======== TEXT TO READ ========

Struggling

One would think I would be used to some of this grieving stuff by now, but there are times when something raises its head and I have to deal with it all over again. Just when I think I’ve got at least a partial handle on the reality of the way things are now, something comes up and pierces my heart.

This time it’s grandkids.

Two of my boss’s grown children have recently surprised him and his wife with announcements of additional grandchildren arriving in the near future. He is so excited to show this kind of thing to me. He’s so proud of the way his children announced the news to them. Fun, cute announcements. So excited for more grandchildren arriving soon. Can’t wait to play with them, be grandpa.

I’m happy for them, but I’m also really struggling with it right now.

While it’s true we have three grandchildren, it’s also true that it has not been the Norman Rockwell-esque scenario we were looking forward to – not by a long, long shot. From the beginning of their relationship, our (now) daughter-in-law has done everything in her power – I’m not sure whether consciously or subconsciously, although maybe some of each – to cause division and problems between our son and us, and to make sure Joe and I know of how little value and importance she feels we are to their family. She has also done a more-than-adequate job of communicating this sentiment over and over again in many different ways to our son and grandkids. I will refrain from saying any more, although there is much more I could say. It has been a difficult pill to swallow. Since we live all the way across the country, it’s also a very difficult sentiment to counteract.

======== RAW RECORDS ========

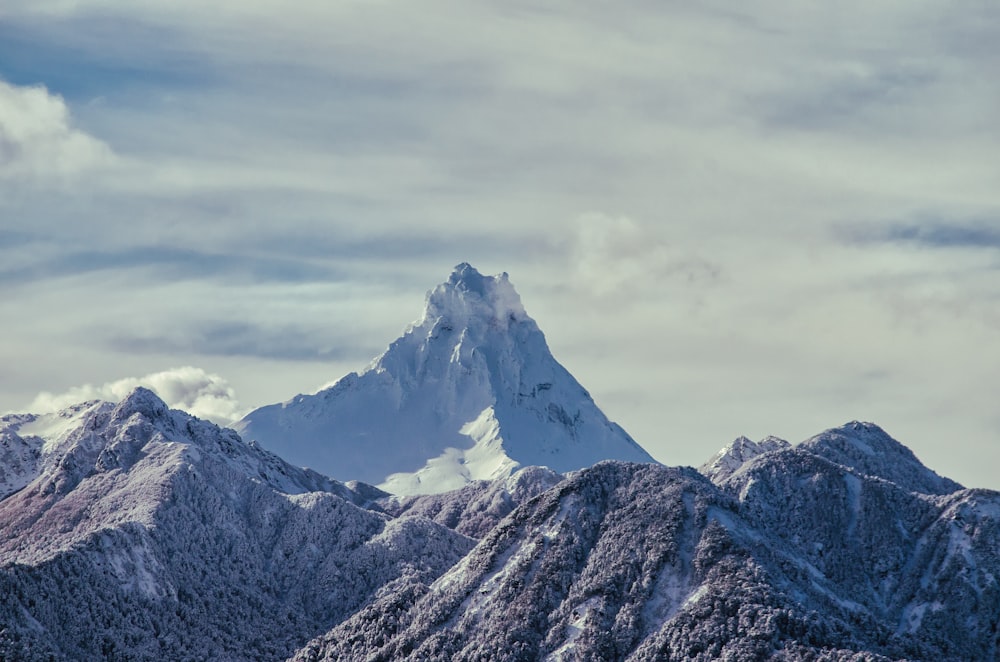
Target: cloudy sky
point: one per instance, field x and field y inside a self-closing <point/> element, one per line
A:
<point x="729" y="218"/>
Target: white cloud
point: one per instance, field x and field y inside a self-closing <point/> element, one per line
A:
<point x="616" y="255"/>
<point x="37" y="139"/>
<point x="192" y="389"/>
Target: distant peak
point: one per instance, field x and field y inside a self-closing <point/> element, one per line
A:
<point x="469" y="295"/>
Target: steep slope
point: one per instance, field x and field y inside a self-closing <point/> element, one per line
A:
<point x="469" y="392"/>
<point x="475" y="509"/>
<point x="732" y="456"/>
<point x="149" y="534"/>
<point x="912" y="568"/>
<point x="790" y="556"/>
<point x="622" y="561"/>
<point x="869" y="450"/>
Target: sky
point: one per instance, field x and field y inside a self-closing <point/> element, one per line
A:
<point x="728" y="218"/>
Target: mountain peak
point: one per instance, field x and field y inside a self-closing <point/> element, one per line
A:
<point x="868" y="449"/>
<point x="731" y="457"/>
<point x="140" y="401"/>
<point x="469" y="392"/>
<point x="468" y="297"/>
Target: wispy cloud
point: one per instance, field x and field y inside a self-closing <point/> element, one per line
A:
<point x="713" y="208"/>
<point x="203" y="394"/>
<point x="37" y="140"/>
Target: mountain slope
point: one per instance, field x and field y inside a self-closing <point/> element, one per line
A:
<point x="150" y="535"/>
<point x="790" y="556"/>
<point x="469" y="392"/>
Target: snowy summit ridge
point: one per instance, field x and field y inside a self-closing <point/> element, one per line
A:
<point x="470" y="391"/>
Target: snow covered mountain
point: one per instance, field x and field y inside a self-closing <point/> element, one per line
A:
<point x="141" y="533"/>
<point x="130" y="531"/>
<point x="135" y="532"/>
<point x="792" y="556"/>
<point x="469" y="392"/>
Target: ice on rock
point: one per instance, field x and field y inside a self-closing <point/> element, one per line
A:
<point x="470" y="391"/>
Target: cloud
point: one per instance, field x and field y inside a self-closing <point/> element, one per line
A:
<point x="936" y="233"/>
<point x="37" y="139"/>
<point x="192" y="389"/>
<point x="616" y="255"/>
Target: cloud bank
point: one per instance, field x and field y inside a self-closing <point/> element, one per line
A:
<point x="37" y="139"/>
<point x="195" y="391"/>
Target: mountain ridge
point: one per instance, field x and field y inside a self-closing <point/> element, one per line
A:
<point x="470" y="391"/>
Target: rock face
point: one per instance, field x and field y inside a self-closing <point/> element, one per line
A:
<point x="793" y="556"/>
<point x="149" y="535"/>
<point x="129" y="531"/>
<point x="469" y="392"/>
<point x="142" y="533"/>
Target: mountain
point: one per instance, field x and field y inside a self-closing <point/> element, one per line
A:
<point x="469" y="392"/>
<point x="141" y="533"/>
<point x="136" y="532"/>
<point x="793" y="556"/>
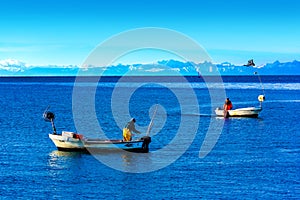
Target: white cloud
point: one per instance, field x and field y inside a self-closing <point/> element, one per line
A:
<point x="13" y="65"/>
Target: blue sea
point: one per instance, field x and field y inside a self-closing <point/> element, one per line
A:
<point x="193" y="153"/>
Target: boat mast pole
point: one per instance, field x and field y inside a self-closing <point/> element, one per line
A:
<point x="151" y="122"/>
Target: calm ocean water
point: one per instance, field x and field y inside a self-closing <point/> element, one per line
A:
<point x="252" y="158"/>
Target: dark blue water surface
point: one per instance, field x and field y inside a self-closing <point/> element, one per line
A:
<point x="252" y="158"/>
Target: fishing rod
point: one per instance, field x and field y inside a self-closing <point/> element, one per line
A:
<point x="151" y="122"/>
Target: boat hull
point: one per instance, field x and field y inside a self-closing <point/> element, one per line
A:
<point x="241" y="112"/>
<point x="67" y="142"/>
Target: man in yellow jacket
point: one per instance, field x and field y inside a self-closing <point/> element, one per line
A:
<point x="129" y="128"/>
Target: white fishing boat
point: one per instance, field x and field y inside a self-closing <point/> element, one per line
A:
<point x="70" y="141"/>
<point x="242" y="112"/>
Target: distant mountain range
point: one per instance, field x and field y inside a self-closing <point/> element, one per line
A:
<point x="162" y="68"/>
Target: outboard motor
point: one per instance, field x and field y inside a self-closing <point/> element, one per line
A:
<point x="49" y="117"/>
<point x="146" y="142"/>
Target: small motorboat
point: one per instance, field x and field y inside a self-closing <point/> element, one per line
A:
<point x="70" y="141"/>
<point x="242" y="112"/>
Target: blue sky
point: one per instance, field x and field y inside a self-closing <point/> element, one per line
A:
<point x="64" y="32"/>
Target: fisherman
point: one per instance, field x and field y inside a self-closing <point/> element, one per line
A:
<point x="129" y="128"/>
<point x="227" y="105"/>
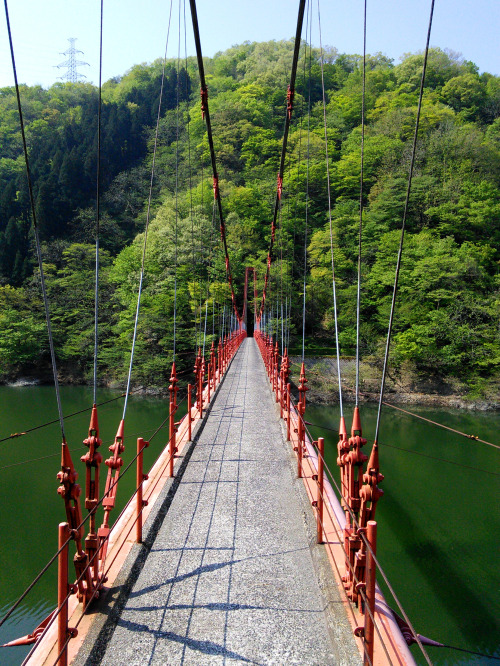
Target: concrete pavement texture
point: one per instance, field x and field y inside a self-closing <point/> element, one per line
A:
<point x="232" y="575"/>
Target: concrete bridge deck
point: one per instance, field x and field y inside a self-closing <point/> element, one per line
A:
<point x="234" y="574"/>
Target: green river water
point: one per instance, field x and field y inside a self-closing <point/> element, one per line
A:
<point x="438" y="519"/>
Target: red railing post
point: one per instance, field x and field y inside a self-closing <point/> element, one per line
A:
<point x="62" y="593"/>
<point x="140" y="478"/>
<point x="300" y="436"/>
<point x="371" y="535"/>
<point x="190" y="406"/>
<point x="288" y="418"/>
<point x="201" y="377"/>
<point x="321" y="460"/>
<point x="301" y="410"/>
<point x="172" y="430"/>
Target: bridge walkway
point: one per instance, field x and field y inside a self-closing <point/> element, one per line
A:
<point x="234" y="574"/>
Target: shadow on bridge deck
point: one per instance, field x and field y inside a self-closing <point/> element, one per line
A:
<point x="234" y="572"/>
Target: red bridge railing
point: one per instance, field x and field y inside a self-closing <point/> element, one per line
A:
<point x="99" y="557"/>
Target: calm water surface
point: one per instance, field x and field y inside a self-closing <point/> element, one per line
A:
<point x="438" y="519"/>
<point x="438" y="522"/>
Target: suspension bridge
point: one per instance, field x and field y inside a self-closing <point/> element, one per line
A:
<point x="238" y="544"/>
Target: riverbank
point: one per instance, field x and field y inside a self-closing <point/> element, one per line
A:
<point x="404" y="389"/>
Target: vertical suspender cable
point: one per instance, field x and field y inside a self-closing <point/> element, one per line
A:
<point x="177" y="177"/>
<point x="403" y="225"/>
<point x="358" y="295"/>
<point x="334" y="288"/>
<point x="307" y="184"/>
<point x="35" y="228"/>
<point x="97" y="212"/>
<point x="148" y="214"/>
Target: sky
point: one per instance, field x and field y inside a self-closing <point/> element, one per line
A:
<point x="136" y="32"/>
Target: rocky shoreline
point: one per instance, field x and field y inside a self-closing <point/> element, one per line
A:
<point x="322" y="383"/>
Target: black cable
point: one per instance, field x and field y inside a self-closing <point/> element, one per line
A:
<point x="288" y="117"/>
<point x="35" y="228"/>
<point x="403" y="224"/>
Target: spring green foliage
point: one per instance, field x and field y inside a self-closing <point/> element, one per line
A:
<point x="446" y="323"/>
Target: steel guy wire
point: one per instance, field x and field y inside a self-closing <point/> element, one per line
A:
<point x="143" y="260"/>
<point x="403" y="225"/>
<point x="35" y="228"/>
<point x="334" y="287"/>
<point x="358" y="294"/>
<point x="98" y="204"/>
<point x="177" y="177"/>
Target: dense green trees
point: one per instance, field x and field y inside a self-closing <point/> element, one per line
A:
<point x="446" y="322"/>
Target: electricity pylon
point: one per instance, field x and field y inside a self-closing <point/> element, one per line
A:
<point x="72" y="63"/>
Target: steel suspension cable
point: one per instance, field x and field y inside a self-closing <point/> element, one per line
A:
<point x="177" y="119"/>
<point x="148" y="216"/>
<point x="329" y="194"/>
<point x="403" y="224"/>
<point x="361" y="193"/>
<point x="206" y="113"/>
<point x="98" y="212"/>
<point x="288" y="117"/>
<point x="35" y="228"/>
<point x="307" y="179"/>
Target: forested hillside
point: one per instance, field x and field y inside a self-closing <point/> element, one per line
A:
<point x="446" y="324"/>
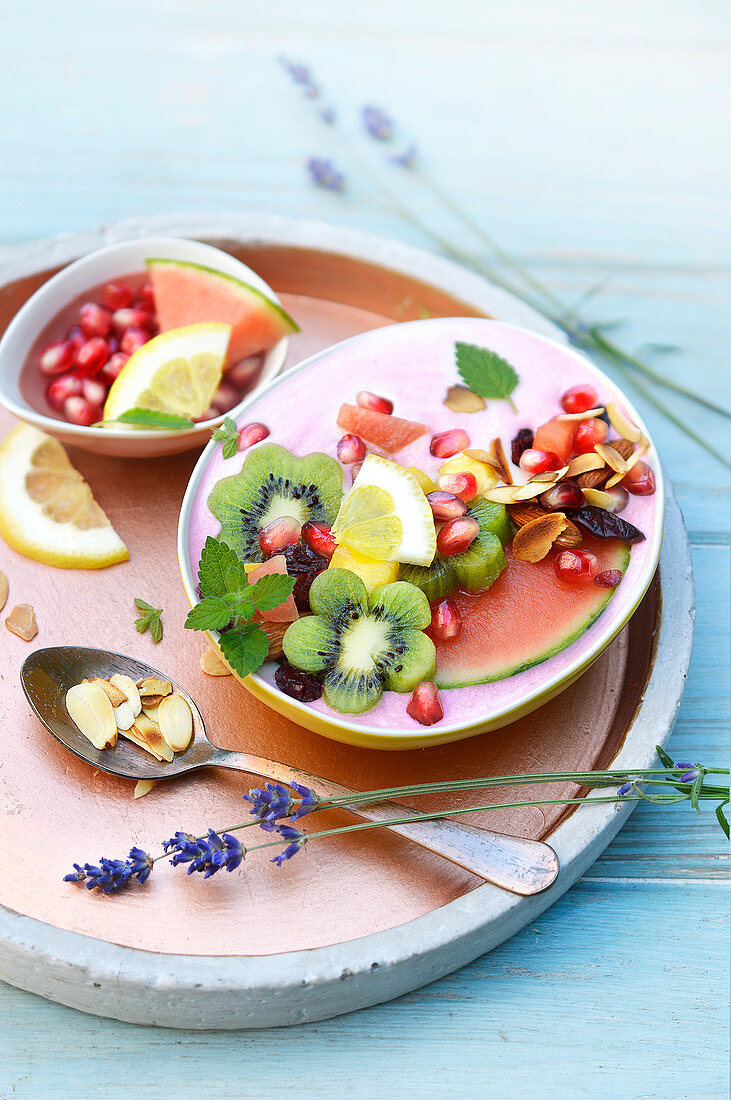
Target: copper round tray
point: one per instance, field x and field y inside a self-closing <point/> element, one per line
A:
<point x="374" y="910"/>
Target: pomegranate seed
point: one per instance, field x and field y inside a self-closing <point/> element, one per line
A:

========

_SET PROBLEM 1:_ Return the portion of the blog post on grandchildren between "Two of my boss’s" and "it right now.", inclusive.
_SET PROBLEM 2:_
Using the blog post on grandchildren, answer each question on its own line:
(a) How many grandchildren does the writer have?
(b) What did two of the boss's grown children recently announce?
(c) How far away does the writer live from the son's family?
_SET PROBLEM 3:_ Continue the blog post on grandchildren, picking up after its final sentence.
The records stand apart from the blog post on grandchildren and are separate material.

_WRITTEN REPLY 1:_
Two of my boss’s grown children have recently surprised him and his wife with announcements of additional grandchildren arriving in the near future. He is so excited to show this kind of thing to me. He’s so proud of the way his children announced the news to them. Fun, cute announcements. So excited for more grandchildren arriving soon. Can’t wait to play with them, be grandpa.

I’m happy for them, but I’m also really struggling with it right now.

_WRITTEN REPLY 2:_
(a) Three.
(b) Additional grandchildren arriving in the near future.
(c) All the way across the country.

_WRITTEN REPLY 3:_
It breaks my heart. We have done everything we can, absent moving back to Seattle, to show them how much we love them and how much they mean to us. I don’t know how much good it’s done or if it’s even registered. It’s hard to tell. Even if we moved back now, it would be too little, too late. At ages 20, 13 and 9, the patterns have already been set, opportunities missed never to return.

Joe is and has always been a great dad. I could not have asked for a better man to be the father of our kids. When the kids were little, he would come home from work and play with them, read to them, play board games, take them swimming – all after a long day’s work. He’d make up games or change up the rules to games to make them more fun or different. He’d read books backwards, just to make the kids laugh. When the kids’ friends would come over, they would beg Joe to play “swamp monster” with them, to which he would happily oblige. As they got older, he always had time for them. He even helped our daughter and her friend dye their hair. He really was looking forward to doing the same with grandkids. He told me once that he could just imagine grandkids running around our house and it made him so happy.

I had my own vision of grandkid fun – baking, crafts, exploring, drawing, painting. Before we moved from Seattle, I tried to take our grandson places and plan fun activities as much as I was “allowed” to do so. Once we moved, those opportunities were gone.

Our daughter doesn’t want kids at all. She has said that exact same thing since she first took a babysitting class at the age of 12. We have come to the realization that she meant exactly what she said. It’s certainly her choice and we respect her wishes.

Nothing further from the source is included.